• **Text excerpt**
The nature of the Group's operations and its principal
activities are the exploration, evaluation and development of oil
and gas targets, primarily from unconventional resource plays.
These financial statements are presented in pounds sterling.
The financial information included in this preliminary results
announcement does not constitute statutory accounts of the Group
for the years ended 31 December 2013 and 31 December 2012 but is
derived from the consolidated accounts prepared by the Company. As
an Isle of Man Company, there is no requirement to prepare audited
consolidated statutory accounts but audited consolidated non
statutory accounts for the year ended 31 December 2012 are
available from the Company's website and those for 2013 will be
available in due course. The auditor has reported on the 2013
accounts; their report was unqualified and did not include a
reference to any matters to which the auditor drew attention by way
of emphasis without qualifying their report.
The preliminary results announcement has been prepared in
accordance with the accounting policies adopted in the financial
statements which were approved by the Board of Directors on 20
March 2014.
2 Going concern
The Directors have a reasonable expectation that the Company has
adequate resources to continue in operational existence for the
foreseeable future. The Directors therefore consider it appropriate
to prepare the preliminary results on a going concern basis.
3 Critical accounting judgements and key sources of estimation and uncertainty
In the application of the Group's accounting policies, the
Directors are required to make judgements, estimates and
assumptions about the carrying amounts of the assets and
liabilities that are not readily apparent from other sources. The
estimates and associated assumptions are based on historical
experience and other factors that are considered to be relevant.

• **Listed records**

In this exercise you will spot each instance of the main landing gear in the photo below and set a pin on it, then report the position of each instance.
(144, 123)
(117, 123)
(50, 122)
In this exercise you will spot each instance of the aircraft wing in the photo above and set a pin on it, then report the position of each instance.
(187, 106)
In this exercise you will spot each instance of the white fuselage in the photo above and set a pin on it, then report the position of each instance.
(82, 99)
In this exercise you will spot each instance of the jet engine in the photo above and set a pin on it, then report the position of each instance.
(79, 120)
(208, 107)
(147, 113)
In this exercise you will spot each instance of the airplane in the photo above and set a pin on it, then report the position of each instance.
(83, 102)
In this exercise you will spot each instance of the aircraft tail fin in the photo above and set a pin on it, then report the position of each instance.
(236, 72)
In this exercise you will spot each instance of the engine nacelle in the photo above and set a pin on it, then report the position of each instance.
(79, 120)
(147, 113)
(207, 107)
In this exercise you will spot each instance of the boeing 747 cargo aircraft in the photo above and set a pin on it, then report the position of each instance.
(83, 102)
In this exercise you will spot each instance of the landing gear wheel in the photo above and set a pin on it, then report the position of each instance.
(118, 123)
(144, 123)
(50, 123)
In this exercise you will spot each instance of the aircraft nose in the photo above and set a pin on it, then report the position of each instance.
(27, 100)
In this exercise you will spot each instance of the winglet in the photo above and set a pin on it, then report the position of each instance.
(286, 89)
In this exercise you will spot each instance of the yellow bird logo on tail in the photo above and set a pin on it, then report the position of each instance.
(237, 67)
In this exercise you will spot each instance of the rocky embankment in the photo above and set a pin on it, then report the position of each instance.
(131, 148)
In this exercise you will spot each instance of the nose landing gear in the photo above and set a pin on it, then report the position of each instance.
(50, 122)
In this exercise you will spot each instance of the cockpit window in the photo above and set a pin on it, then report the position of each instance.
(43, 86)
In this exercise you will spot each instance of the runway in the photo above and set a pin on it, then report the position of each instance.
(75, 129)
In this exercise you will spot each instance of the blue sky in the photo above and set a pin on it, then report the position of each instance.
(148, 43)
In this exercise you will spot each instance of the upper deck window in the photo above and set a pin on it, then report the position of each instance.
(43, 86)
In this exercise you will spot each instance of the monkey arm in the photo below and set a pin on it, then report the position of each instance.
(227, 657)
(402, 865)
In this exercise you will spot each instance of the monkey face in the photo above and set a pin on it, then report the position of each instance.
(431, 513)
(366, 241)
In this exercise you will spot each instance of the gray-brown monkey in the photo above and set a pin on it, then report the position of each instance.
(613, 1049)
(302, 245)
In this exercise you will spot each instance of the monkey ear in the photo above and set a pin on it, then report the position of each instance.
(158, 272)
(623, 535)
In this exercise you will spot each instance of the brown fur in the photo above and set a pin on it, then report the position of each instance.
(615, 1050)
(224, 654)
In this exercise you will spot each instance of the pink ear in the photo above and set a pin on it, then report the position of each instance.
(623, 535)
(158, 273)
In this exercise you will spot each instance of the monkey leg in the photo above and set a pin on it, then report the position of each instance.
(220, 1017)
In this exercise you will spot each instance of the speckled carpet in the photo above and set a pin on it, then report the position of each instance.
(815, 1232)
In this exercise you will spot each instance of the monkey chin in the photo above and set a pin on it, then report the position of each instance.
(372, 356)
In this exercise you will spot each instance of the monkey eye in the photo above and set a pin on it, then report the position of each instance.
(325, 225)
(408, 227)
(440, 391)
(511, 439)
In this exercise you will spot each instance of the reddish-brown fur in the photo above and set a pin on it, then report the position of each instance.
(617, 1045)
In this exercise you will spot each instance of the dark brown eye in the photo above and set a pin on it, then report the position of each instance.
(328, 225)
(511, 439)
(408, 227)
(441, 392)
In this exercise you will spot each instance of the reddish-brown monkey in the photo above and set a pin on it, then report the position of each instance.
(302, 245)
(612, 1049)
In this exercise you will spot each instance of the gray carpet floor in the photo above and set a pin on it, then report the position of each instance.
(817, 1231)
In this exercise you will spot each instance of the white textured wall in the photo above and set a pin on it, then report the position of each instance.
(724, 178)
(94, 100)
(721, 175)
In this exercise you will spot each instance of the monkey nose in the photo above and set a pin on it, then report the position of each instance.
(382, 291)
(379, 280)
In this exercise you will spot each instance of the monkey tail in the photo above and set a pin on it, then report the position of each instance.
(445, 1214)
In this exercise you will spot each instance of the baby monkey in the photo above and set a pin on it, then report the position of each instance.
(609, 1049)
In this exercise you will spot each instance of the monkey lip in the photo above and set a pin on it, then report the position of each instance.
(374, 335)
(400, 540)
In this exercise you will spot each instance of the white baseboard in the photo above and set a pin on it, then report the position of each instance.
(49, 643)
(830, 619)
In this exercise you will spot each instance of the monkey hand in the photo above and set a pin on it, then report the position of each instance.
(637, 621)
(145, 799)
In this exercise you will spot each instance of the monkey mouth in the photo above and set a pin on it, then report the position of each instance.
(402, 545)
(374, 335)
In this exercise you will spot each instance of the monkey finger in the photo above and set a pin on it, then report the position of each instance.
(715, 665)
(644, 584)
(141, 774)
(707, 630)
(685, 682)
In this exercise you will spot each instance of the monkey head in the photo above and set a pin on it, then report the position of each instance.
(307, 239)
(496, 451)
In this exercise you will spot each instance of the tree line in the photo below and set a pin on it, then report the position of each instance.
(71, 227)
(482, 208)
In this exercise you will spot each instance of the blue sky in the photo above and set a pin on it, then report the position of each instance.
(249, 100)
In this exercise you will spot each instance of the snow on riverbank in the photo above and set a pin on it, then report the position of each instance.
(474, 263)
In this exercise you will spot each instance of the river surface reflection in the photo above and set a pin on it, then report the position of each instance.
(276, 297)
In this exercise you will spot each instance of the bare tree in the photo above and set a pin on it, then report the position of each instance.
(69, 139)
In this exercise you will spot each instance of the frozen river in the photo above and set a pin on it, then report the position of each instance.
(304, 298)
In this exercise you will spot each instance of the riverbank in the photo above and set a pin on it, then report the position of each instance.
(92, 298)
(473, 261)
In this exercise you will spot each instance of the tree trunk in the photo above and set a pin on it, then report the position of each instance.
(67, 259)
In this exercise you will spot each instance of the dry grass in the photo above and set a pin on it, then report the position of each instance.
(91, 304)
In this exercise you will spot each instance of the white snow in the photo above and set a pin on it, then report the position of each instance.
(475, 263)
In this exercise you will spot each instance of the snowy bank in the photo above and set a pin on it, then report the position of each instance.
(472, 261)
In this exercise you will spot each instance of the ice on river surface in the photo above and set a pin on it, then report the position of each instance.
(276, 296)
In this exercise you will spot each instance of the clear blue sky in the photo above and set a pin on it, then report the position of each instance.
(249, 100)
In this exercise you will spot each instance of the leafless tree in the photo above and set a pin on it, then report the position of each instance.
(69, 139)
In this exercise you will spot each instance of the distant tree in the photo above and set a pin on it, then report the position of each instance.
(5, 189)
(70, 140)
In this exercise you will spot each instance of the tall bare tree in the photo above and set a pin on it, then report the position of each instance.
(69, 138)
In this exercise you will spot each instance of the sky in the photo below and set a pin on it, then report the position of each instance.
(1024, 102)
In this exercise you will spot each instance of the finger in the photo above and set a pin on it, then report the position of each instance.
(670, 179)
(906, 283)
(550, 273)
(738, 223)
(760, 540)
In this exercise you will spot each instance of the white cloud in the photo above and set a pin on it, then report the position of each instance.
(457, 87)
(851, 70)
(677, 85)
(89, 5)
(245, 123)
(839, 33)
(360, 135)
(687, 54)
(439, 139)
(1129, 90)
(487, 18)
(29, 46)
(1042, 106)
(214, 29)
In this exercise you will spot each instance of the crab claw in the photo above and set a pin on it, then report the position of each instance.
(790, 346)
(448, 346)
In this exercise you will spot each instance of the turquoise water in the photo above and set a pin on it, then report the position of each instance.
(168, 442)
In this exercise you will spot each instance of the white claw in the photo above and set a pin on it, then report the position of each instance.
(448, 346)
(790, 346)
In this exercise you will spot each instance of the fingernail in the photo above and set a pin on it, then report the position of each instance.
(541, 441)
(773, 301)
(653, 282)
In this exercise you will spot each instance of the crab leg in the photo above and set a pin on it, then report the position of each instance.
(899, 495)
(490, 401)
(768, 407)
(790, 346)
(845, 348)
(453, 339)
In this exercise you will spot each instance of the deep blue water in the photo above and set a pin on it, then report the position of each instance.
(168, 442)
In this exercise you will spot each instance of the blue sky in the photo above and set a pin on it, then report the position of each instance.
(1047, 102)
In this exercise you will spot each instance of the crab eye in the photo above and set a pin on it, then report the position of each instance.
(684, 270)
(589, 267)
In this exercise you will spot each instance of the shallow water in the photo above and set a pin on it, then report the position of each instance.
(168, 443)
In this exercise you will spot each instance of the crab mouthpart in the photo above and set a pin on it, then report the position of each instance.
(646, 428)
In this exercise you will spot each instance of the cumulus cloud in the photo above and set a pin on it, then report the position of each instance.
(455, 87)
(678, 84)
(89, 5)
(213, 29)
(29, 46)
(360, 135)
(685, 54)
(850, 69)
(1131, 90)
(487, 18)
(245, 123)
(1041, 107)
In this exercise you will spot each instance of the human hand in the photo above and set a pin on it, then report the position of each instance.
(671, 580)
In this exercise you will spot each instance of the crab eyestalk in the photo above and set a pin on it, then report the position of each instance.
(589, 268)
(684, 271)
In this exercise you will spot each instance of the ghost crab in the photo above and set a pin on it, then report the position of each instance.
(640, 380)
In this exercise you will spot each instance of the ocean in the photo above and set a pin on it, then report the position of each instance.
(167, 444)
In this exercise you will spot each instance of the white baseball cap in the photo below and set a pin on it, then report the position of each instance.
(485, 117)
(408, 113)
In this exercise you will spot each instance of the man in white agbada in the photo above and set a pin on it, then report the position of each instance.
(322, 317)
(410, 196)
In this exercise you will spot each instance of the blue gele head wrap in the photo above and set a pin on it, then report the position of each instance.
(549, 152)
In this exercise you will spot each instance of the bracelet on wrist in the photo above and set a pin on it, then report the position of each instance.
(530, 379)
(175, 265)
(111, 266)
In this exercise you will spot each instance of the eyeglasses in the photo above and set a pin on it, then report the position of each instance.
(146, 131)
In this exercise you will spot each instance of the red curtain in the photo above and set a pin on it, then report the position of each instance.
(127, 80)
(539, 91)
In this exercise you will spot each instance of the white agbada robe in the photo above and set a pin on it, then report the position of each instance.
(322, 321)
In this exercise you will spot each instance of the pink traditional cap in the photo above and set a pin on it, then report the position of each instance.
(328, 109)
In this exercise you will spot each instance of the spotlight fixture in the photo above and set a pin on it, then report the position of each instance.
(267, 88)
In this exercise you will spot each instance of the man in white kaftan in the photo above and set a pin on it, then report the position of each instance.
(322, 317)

• **Short exercise**
Copy the results announcement excerpt word for word, in full. The data has nothing to do with the results announcement excerpt.

• **Reply to the exercise**
The nature of the Group's operations and its principal
activities are the exploration, evaluation and development of oil
and gas targets, primarily from unconventional resource plays.
These financial statements are presented in pounds sterling.
The financial information included in this preliminary results
announcement does not constitute statutory accounts of the Group
for the years ended 31 December 2013 and 31 December 2012 but is
derived from the consolidated accounts prepared by the Company. As
an Isle of Man Company, there is no requirement to prepare audited
consolidated statutory accounts but audited consolidated non
statutory accounts for the year ended 31 December 2012 are
available from the Company's website and those for 2013 will be
available in due course. The auditor has reported on the 2013
accounts; their report was unqualified and did not include a
reference to any matters to which the auditor drew attention by way
of emphasis without qualifying their report.
The preliminary results announcement has been prepared in
accordance with the accounting policies adopted in the financial
statements which were approved by the Board of Directors on 20
March 2014.
2 Going concern
The Directors have a reasonable expectation that the Company has
adequate resources to continue in operational existence for the
foreseeable future. The Directors therefore consider it appropriate
to prepare the preliminary results on a going concern basis.
3 Critical accounting judgements and key sources of estimation and uncertainty
In the application of the Group's accounting policies, the
Directors are required to make judgements, estimates and
assumptions about the carrying amounts of the assets and
liabilities that are not readily apparent from other sources. The
estimates and associated assumptions are based on historical
experience and other factors that are considered to be relevant.